List each line in the listing below that contains the word "helmet". Case counts.
=== DATA SUPPLIED ===
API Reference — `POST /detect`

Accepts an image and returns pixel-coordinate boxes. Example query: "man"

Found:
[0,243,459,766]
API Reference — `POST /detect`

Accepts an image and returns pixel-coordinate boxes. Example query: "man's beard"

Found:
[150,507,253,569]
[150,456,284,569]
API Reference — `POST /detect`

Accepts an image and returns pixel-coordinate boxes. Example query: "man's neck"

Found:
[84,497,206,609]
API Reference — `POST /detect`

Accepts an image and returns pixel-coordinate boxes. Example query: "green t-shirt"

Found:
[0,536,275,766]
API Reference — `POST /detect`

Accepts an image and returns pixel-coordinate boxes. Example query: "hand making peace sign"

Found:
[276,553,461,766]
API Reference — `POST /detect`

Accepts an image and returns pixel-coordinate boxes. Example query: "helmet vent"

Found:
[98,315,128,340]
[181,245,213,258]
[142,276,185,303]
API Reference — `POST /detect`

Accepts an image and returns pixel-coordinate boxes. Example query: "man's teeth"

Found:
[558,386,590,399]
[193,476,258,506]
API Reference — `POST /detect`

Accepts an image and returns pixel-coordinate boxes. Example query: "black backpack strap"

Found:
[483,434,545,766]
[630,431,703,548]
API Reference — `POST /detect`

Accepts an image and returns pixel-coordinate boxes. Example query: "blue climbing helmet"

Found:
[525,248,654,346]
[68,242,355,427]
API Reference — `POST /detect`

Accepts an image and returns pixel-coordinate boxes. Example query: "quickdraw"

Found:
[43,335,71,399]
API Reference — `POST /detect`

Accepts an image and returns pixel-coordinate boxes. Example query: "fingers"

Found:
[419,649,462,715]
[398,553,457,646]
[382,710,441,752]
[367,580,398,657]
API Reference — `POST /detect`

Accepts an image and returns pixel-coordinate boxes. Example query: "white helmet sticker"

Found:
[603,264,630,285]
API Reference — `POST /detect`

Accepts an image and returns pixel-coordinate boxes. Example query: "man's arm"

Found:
===
COMPLETE OUTPUT ::
Accepts an image and returns pixel-coordinate boxes. Example query: "helmet vent"
Accepts an image and returns pixel-coordinate boxes. Example query: "blue climbing helmet"
Accepts an image and returns pixel-coordinate boxes. Example query: "white helmet sticker"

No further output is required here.